Given passage:
********************

Due to its high charges and heavy mass, the alpha particle has a very short travel distance in matter and deposits its energy very quickly. It has no application in diagnostic imaging and induces significant potential for biologic damage.1,3
The modes of decay may be expressed graphically, called decay schemes. Decay schemes graphically illustrate all possible nuclear transitions that unstable nuclei undergo. They are often accompanied by tables with detailed information about the transitions such as the percentage occurrence, isomeric transitions, internal conversions, characteristic x-rays, Auger electrons, and biologic dose information.
In decay schemes, the nuclear energy levels are expressed as horizontal lines. The space between these lines represents the transition energy (Q).
The types of emissions are depicted by a unique direction of a line (Fig. 1-4).
Decay schemes. This figure illustrates the configurations of decay schemes for the different modes of decay. The schemes move to the left for proton-rich radionuclides and to the right for radionuclides that are neutron rich.
Note the arrows may be angled to either the right or left. In neutron-rich parents, the mode of decay "shifts" the daughter to the right, corresponding to the shift on to the line of stability graph. Conversely, a mode of decay for a proton-rich parent moves to the left, toward the line of stability.
The tables that accompany decay schemes provide additional detail including the secondary emissions, as mentioned earlier. Since many of the secondary emissions are particulate, that is, electrons, these data are of particular interest in radiation dosimetry. In the decay scheme for 201Tl, the data regarding the characteristic x-rays of 201Hg are in these tables.
Not all nuclear transitions lead to a stable daughter. The β− decay of 99Mo yields 99mTc, which then decays to 99mTc by isometric transitions and internal conversions. 99mTc decays to 99Tc with an 87% frequency through isometric transitions. Therefore, for every 100 decays of 99mTc, we observe 87 γ-rays and 13 internal conversion electrons, as stated earlier. This higher yield of photons makes 99mTc a very desirable radionuclide for imaging. A sample of 99Mo would always contain some proportion of 99mTc and 99Tc. Since both parent and daughter are decaying, the relative activities would reach equilibrium, based on their half-lives. These states of equilibrium are employed when using both technetium and rubidium generators. When the parent half-life is marginally longer than that of the daughter, the amount of the daughter in the mixture will reach a maximum over a period of time. That elapsed time will be a multiple of half-lives of the daughter. If the daughter radionuclide is removed from the mixture, the same multiple of half-lives will have to occur, before the maximum amount of the daughter is subsequently reached. This equilibrium state is called transient equilibrium.2,4 It is this transient state that is the basis of 99mTc production from 99Mo–99mTc generators (Fig. 1-5).
Transient equilibrium. When the parent half-life is marginally longer than that of the daughter, the amount of daughter activity will reach a maximum after relatively few daughter half-lives have passed. 99Mo and 99mTc typically reach transient equilibrium after approximately four 99mTc half-lives.
In parent–daughter mixtures where the half-life of the parent is markedly longer than that of the daughter, secular equilibrium is reached. In this state of equilibrium, the concentration of the parent is decreasing so slowly relative to the daughter that the mixture appears to have the half-life of the parent. It is this equilibrium that is the basis for the 82Sr–82Rb generators used in 82Rb PET imaging (Fig. 1-6).1
Secular equilibrium. When the parent half-life is considerably longer than that of the daughter, the amount of parent activity will decrease very little over time. Therefore, many more daughter half-lives must pass before equilibrium is reached. An example is 82Sr with a half-life of 25 days and 82Rb with a 1.2-minute half-life.

********************

Study questions:
1) State whether each statement agrees with the passage on radioactive decay, answering yes or no and quoting the deciding words: (a) The alpha particle has applications in diagnostic imaging. (b) In decay schemes, nuclear energy levels are shown as horizontal lines. (c) 82Sr has a half-life of 25 days.
2) Rewrite the stretch of the passage on radioactive decay from "In decay schemes, the" through "are neutron rich.", changing "horizontal lines" to "straight lines".
The lines after this passage are separate material.

Collected material:
********************

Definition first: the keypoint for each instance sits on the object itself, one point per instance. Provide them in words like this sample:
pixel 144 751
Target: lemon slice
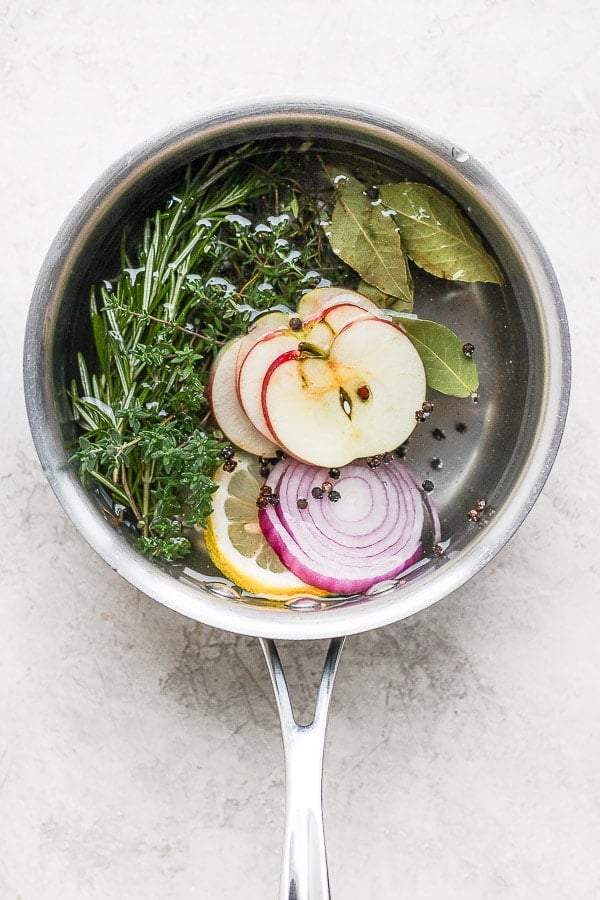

********************

Expected responses:
1)
(a) No: "It has no application in diagnostic imaging"
(b) Yes: "In decay schemes, the nuclear energy levels are expressed as horizontal lines."
(c) Yes: "82Sr with a half-life of 25 days"

2)
In decay schemes, the nuclear energy levels are expressed as straight lines. The space between these lines represents the transition energy (Q).
The types of emissions are depicted by a unique direction of a line (Fig. 1-4).
Decay schemes. This figure illustrates the configurations of decay schemes for the different modes of decay. The schemes move to the left for proton-rich radionuclides and to the right for radionuclides that are neutron rich.